# Task prompt
Rewrite every line of the records below as a Markdown table with two columns, Row and Line, giving each line a number and skipping any blank lines.

+ + + + +

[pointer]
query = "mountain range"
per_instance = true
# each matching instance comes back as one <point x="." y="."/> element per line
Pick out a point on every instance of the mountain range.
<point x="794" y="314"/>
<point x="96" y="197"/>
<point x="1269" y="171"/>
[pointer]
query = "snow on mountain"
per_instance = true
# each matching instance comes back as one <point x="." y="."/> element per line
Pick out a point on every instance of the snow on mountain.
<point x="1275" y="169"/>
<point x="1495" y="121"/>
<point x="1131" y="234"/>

+ + + + +

# Written response
| Row | Line |
|---|---|
| 1 | [pointer] |
| 2 | query = "mountain range" |
| 3 | per_instance = true |
| 4 | # each matching instance comes back as one <point x="." y="."/> element per line |
| 5 | Pick out a point on every instance of the mountain range. |
| 6 | <point x="794" y="314"/> |
| 7 | <point x="96" y="197"/> |
| 8 | <point x="1269" y="171"/> |
| 9 | [pointer] |
| 10 | query = "snow on mountain" |
| 11 | per_instance = true |
| 12 | # each matching instance comes back as one <point x="." y="."/> element per line |
| 13 | Pick out a point on every instance of the snow on mountain. |
| 14 | <point x="1275" y="169"/> |
| 15 | <point x="1495" y="121"/> |
| 16 | <point x="1131" y="234"/> |